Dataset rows
--- begin ---

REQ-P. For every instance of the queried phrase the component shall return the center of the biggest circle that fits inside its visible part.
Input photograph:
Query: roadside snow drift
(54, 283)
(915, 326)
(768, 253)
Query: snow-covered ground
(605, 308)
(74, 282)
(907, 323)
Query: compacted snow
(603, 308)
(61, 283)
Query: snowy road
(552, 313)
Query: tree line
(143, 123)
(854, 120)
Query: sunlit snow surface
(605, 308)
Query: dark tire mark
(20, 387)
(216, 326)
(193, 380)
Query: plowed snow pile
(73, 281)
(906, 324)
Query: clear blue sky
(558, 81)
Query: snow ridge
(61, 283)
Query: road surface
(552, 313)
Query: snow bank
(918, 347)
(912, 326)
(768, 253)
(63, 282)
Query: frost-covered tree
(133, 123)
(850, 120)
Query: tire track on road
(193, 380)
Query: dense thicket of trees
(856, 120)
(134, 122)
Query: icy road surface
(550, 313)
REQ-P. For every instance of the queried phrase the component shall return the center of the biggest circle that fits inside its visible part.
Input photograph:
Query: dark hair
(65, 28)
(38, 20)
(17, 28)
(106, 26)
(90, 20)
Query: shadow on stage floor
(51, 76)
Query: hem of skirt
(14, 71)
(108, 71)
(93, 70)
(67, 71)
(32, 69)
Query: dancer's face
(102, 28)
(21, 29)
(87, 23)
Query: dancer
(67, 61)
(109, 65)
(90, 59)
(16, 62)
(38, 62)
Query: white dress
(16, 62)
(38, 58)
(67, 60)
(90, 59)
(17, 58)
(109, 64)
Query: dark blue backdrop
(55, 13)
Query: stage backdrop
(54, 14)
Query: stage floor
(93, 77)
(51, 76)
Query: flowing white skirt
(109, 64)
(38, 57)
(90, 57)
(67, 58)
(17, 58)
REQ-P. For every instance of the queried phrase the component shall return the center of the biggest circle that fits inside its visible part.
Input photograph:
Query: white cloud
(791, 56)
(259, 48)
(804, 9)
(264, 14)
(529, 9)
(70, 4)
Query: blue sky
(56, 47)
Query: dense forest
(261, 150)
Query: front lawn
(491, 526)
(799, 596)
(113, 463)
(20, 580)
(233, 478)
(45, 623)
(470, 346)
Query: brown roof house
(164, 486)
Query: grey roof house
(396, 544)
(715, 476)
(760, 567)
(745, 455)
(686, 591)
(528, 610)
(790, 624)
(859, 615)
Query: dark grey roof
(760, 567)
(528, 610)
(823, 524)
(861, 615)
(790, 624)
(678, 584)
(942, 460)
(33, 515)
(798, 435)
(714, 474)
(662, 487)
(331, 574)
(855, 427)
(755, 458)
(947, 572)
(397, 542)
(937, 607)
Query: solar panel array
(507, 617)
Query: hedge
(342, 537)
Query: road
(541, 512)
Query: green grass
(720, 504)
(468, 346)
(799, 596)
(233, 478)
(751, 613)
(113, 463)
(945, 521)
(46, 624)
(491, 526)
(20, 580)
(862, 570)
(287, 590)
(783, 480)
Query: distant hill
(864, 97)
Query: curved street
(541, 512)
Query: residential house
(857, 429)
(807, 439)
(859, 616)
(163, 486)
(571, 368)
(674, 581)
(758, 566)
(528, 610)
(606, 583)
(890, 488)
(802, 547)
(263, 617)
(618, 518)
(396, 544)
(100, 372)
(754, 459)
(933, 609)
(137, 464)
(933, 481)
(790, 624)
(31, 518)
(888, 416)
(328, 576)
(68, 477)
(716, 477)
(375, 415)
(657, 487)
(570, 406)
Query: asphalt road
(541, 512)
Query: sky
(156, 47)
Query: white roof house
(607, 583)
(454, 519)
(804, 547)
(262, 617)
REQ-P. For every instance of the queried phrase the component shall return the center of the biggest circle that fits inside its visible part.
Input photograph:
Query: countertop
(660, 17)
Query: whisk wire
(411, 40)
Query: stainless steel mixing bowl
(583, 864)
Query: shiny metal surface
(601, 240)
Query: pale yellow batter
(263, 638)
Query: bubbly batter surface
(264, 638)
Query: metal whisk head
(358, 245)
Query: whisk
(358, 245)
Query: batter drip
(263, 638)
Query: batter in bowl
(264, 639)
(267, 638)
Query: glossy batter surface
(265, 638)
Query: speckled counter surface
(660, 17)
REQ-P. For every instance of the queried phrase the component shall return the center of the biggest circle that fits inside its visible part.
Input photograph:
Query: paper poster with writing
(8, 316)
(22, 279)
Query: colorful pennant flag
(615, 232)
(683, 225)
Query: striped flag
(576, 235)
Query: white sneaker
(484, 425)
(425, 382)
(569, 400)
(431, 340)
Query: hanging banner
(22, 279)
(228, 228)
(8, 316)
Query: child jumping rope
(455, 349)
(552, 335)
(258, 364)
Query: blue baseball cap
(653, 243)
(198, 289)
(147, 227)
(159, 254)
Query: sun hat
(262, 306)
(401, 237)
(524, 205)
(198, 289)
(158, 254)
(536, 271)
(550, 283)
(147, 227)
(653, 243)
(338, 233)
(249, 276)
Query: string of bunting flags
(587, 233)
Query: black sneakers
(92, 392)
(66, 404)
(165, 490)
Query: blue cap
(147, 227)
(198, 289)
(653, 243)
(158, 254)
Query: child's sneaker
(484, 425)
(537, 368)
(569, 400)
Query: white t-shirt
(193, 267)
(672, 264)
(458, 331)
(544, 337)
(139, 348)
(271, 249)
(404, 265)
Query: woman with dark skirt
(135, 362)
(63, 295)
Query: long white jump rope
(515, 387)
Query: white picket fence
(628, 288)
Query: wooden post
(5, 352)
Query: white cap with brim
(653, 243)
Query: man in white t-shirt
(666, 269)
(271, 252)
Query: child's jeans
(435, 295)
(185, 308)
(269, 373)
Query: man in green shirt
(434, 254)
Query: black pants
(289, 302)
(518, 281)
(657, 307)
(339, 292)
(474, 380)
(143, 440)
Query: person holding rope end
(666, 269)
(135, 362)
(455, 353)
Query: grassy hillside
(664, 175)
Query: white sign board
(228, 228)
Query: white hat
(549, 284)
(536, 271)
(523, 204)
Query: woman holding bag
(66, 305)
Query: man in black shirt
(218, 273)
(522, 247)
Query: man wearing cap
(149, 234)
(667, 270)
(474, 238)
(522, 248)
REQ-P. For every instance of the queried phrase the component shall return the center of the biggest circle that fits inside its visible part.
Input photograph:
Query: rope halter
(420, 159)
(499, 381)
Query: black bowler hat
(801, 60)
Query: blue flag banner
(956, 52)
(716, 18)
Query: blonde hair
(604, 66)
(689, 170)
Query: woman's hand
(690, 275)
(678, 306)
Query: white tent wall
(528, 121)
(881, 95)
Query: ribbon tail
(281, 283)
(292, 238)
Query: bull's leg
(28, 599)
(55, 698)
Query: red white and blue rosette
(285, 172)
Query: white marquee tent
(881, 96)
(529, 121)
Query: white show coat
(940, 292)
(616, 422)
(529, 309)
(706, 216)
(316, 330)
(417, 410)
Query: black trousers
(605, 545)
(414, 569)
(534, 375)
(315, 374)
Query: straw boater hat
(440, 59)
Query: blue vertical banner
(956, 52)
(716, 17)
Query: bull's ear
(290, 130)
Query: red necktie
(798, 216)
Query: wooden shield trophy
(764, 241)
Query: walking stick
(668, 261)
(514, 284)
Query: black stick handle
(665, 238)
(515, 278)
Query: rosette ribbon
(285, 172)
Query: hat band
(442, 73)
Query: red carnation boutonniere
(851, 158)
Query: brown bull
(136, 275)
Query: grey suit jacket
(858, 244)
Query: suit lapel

--- end ---

Objective: Output all records verbatim.

Right answer:
REQ-P. For every instance of the queried phrase the component shall return the center of the biggest circle that fits inside its visible part.
Input photograph:
Query: roadside snow drift
(54, 283)
(915, 326)
(768, 253)
Query: snow-covered ground
(605, 308)
(74, 282)
(907, 323)
Query: compacted snow
(603, 308)
(61, 283)
Query: snowy road
(552, 313)
Query: tree line
(143, 123)
(854, 120)
Query: sunlit snow surface
(605, 308)
Query: dark tire mark
(20, 387)
(216, 326)
(193, 380)
Query: plowed snow pile
(73, 281)
(906, 324)
Query: clear blue sky
(558, 81)
Query: snow ridge
(61, 283)
Query: road surface
(552, 313)
Query: snow bank
(918, 347)
(912, 326)
(768, 253)
(63, 282)
Query: frost-covered tree
(133, 123)
(850, 120)
Query: tire track on road
(193, 380)
Query: dense thicket of trees
(856, 120)
(134, 122)
Query: icy road surface
(550, 313)
REQ-P. For every instance of the queried phrase the component shall return the center of the biggest circle that fits inside its visible part.
Input photograph:
Query: dark hair
(65, 28)
(38, 20)
(17, 28)
(106, 26)
(90, 20)
Query: shadow on stage floor
(51, 76)
Query: hem of skirt
(14, 71)
(108, 71)
(93, 70)
(67, 71)
(32, 69)
Query: dancer's face
(102, 28)
(21, 29)
(87, 23)
Query: dancer
(67, 61)
(109, 65)
(90, 59)
(16, 62)
(38, 62)
Query: white dress
(16, 62)
(38, 58)
(67, 60)
(90, 59)
(17, 58)
(109, 64)
Query: dark blue backdrop
(55, 13)
Query: stage backdrop
(54, 14)
Query: stage floor
(93, 77)
(51, 76)
Query: flowing white skirt
(109, 64)
(38, 57)
(90, 57)
(67, 58)
(17, 58)
REQ-P. For every instance of the queried phrase the component shall return the center of the biggest circle that fits inside its visible part.
Input photograph:
Query: white cloud
(791, 56)
(259, 48)
(804, 9)
(264, 14)
(529, 9)
(70, 4)
Query: blue sky
(56, 47)
Query: dense forest
(261, 150)
Query: front lawn
(491, 526)
(799, 596)
(113, 463)
(20, 580)
(233, 478)
(45, 623)
(470, 346)
Query: brown roof house
(164, 486)
Query: grey roof house
(396, 544)
(715, 476)
(760, 567)
(745, 455)
(686, 591)
(528, 610)
(790, 624)
(859, 615)
Query: dark grey roof
(760, 567)
(528, 610)
(823, 524)
(861, 615)
(790, 624)
(678, 584)
(942, 460)
(33, 515)
(798, 435)
(714, 474)
(662, 487)
(331, 574)
(855, 427)
(755, 458)
(947, 572)
(397, 542)
(937, 607)
Query: solar panel array
(507, 617)
Query: hedge
(342, 537)
Query: road
(541, 512)
Query: green grass
(720, 504)
(468, 346)
(799, 596)
(233, 478)
(751, 613)
(113, 463)
(945, 521)
(46, 624)
(491, 526)
(20, 580)
(862, 570)
(287, 590)
(783, 480)
Query: distant hill
(864, 97)
Query: curved street
(541, 512)
Query: residential house
(857, 429)
(807, 439)
(859, 616)
(163, 486)
(571, 368)
(674, 581)
(758, 566)
(528, 610)
(606, 583)
(890, 488)
(802, 547)
(263, 617)
(618, 518)
(396, 544)
(100, 372)
(754, 459)
(933, 609)
(137, 464)
(933, 481)
(790, 624)
(31, 518)
(888, 416)
(328, 576)
(68, 477)
(716, 477)
(375, 415)
(657, 487)
(570, 406)
Query: asphalt road
(541, 512)
Query: sky
(156, 47)
Query: white roof house
(607, 583)
(454, 519)
(804, 547)
(262, 617)
REQ-P. For every instance of the queried phrase the component shall return the center of the biggest circle that fits inside its visible part.
Input photograph:
Query: countertop
(660, 17)
Query: whisk wire
(411, 40)
Query: stainless steel mixing bowl
(583, 864)
Query: shiny metal surface
(601, 240)
Query: pale yellow batter
(263, 638)
Query: bubbly batter surface
(264, 638)
Query: metal whisk head
(358, 245)
Query: whisk
(358, 245)
Query: batter drip
(263, 638)
Query: batter in bowl
(264, 639)
(267, 638)
Query: glossy batter surface
(265, 638)
Query: speckled counter surface
(660, 17)
REQ-P. For every instance of the queried phrase the component shall return the center of the biggest circle that fits inside its visible part.
Input photograph:
Query: paper poster with writing
(8, 316)
(22, 279)
Query: colorful pennant flag
(615, 232)
(683, 225)
Query: striped flag
(576, 235)
Query: white sneaker
(484, 425)
(425, 382)
(569, 400)
(431, 340)
Query: hanging banner
(22, 279)
(228, 228)
(8, 316)
Query: child jumping rope
(455, 349)
(552, 335)
(258, 364)
Query: blue baseball cap
(653, 243)
(198, 289)
(147, 227)
(159, 254)
Query: sun hat
(262, 306)
(401, 237)
(524, 205)
(198, 289)
(158, 254)
(536, 271)
(550, 283)
(147, 227)
(653, 243)
(338, 233)
(249, 276)
Query: string of bunting flags
(587, 233)
Query: black sneakers
(92, 392)
(66, 404)
(165, 490)
Query: blue cap
(147, 227)
(198, 289)
(653, 243)
(158, 254)
Query: child's sneaker
(484, 425)
(537, 368)
(569, 400)
Query: white t-shirt
(193, 267)
(672, 264)
(458, 331)
(544, 337)
(139, 348)
(271, 249)
(404, 265)
Query: woman with dark skirt
(135, 362)
(63, 295)
Query: long white jump rope
(515, 387)
Query: white picket fence
(628, 288)
Query: wooden post
(5, 352)
Query: white cap with brim
(653, 243)
Query: man in white t-shirt
(666, 269)
(271, 252)
Query: child's jeans
(435, 295)
(185, 308)
(269, 373)
Query: man in green shirt
(434, 254)
Query: black pants
(289, 302)
(518, 281)
(657, 307)
(339, 292)
(474, 380)
(143, 440)
Query: person holding rope end
(666, 269)
(135, 362)
(455, 353)
Query: grassy hillside
(664, 175)
Query: white sign board
(228, 228)
Query: white hat
(549, 284)
(536, 271)
(523, 204)
Query: woman holding bag
(66, 305)
Query: man in black shirt
(218, 273)
(522, 247)
Query: man wearing cap
(149, 234)
(667, 270)
(474, 238)
(522, 248)
REQ-P. For every instance of the queried phrase the component shall return the center of the biggest circle that fits inside its visible part.
Input photograph:
Query: rope halter
(420, 159)
(499, 381)
Query: black bowler hat
(801, 60)
Query: blue flag banner
(956, 52)
(716, 18)
Query: blonde hair
(604, 66)
(689, 170)
Query: woman's hand
(690, 275)
(678, 306)
Query: white tent wall
(528, 121)
(881, 95)
Query: ribbon tail
(281, 283)
(292, 238)
Query: bull's leg
(28, 599)
(55, 698)
Query: red white and blue rosette
(285, 172)
Query: white marquee tent
(881, 96)
(529, 121)
Query: white show coat
(940, 292)
(616, 422)
(529, 309)
(706, 216)
(316, 330)
(417, 410)
Query: black trousers
(605, 545)
(414, 569)
(534, 375)
(315, 374)
Query: straw boater hat
(440, 59)
Query: blue vertical banner
(956, 52)
(716, 17)
Query: bull's ear
(290, 130)
Query: red necktie
(798, 216)
Query: wooden shield trophy
(764, 241)
Query: walking stick
(668, 261)
(514, 284)
Query: black stick handle
(665, 238)
(515, 278)
Query: rosette ribbon
(285, 172)
Query: hat band
(442, 73)
Query: red carnation boutonniere
(851, 158)
Query: brown bull
(136, 275)
Query: grey suit jacket
(858, 244)
Query: suit lapel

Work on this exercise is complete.